There have been two reasons for this. The first is overcaution on the part of regulators. They feel responsible for regulated investments, so they do not want anyone to lose any money unless they are a really big player. The easiest way of preventing smaller players such as retail investors from losing money and complaining is to prevent them from investing in the first place. The second is the reluctance of corporate treasurers to engage with the retail market, because they have no incentive to do so, only additional burdens.
This might have been motivated by a good sentiment for protecting investors, but the results have been completely perverse. Nothing prevents retail investors investing in unregulated investments, so we see people out there quite freely putting their money into spread-betting; contracts for difference, which are similar to spread-betting; and even some things misleadingly known as mini-bonds, on which they regularly lose their shirts. Indeed, one issue of mini-bonds, from London Capital & Finance, was unregulated; it was ambivalent whether or not the regulator had actually regulated it. Noble Lords will recall that, last year, we had to pass a special Act of Parliament to allow the Treasury to indemnify those investors, because they had potentially been misled on the legal position. The core point is not that we had to indemnify them; it is that they were perfectly able to invest and to lose their shirts. But we stopped them—regulators and the circumstances prevent them—from investing in much safer, regulated products.
Amendment 55, in my name—I am grateful for the support of my noble friends, Lord Trenchard and Lord Naseby, and the noble Baroness, Lady Kramer—puts a new objective on the Prudential Regulation Authority to ensure that, as part of its work, it aims to minimise the barriers to retail participation in regulated products in the financial market.
Amendment 241 deals specifically with the narrow point that denominations of corporate bonds are required at the moment to be a minimum of €100,000 and replaces that with what we were used to many years ago, by having £1,000. That would make them accessible to retail investors.
I have had conversations with brokers—and I am grateful for them—who deal with retail investors in the City. I know that they are already in contact with the Treasury and that the Treasury is sympathetic to these arguments. There is nothing in what I say that will come as a surprise to the Minister, and I hope that, when she stands up, she will say many warm words in support of both my amendments, which I would appreciate. But I am concerned that there should be more than simply warm words and unbankable promises about what regulators might be asked to do in the future, so my inclination at the moment is that legislation would be a jolly good way forward. I beg to move.

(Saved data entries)
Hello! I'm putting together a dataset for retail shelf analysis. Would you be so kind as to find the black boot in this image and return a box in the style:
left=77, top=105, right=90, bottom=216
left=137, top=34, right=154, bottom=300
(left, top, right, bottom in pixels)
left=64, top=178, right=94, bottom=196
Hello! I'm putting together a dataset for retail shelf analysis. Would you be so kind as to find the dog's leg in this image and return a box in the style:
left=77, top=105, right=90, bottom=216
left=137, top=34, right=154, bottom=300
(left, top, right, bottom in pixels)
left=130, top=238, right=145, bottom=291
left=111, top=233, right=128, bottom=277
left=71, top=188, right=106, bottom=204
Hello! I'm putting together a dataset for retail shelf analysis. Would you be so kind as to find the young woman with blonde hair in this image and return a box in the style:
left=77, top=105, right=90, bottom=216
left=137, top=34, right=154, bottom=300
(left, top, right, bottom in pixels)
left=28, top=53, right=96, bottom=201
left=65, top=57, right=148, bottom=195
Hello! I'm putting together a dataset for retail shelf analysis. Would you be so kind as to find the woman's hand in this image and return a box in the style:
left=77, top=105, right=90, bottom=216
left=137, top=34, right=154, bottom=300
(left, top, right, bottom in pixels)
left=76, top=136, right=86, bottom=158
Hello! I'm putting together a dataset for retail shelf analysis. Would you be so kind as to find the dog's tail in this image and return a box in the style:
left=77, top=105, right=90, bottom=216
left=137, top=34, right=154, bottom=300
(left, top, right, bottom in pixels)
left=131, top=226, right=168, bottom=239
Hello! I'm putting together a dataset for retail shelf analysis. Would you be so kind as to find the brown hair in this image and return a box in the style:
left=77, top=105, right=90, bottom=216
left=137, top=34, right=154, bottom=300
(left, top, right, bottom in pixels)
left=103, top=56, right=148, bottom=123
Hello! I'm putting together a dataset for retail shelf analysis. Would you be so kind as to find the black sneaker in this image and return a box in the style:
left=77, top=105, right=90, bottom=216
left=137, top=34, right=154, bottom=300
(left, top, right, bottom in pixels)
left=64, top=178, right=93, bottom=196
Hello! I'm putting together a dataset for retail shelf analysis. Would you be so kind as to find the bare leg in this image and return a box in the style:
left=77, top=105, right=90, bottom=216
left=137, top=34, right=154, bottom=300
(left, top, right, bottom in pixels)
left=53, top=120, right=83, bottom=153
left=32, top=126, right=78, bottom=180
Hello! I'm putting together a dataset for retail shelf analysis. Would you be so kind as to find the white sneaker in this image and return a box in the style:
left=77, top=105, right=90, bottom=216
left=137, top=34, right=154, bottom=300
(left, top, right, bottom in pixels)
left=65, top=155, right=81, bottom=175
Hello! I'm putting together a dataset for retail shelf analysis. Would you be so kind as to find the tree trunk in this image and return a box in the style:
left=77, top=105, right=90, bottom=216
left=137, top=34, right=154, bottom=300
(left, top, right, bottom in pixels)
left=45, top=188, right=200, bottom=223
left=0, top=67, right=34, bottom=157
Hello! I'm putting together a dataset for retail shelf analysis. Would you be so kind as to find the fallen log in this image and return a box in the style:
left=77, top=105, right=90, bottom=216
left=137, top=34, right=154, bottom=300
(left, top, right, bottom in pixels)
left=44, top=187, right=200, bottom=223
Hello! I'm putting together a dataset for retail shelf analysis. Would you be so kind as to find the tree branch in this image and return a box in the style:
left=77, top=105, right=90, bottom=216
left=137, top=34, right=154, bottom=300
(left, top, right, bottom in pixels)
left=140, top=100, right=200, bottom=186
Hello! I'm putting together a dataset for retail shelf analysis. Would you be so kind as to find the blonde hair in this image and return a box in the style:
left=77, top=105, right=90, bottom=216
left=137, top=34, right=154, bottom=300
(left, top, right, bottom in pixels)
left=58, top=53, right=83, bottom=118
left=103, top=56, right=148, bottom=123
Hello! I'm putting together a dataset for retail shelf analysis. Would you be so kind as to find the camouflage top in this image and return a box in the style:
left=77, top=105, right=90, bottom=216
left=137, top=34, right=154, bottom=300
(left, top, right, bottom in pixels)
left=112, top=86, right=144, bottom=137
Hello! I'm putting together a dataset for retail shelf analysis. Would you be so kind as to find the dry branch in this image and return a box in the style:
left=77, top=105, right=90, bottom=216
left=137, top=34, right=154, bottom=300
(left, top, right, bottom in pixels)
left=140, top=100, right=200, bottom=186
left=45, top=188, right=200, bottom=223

#### Written request 1:
In the debate excerpt, what reason does the speaker give for currently leaning toward legislation? Answer in one to three sentences.
#### Written request 2:
Condense the paragraph of the debate excerpt beginning "There have been two reasons for this" into a short list that keeps its main facts.
#### Written request 3:
Print the stretch of the debate excerpt from "There have been" through "only additional burdens.".
The listing stands apart from the debate excerpt as separate material.

#### Exercise output 1:
The speaker wants more than warm words and unbankable promises about what regulators might be asked to do in the future. That concern leads the speaker to see legislation as a good way forward.

#### Exercise output 2:
Two reasons:
- Regulators are overcautious. They feel responsible for regulated investments and want no one but really big players to lose money. The easiest way to stop smaller players such as retail investors from losing money and complaining is to keep them from investing at all.
- Corporate treasurers are reluctant to engage with the retail market. Doing so gives them no incentive, only additional burdens.

#### Exercise output 3:
There have been two reasons for this. The first is overcaution on the part of regulators. They feel responsible for regulated investments, so they do not want anyone to lose any money unless they are a really big player. The easiest way of preventing smaller players such as retail investors from losing money and complaining is to prevent them from investing in the first place. The second is the reluctance of corporate treasurers to engage with the retail market, because they have no incentive to do so, only additional burdens.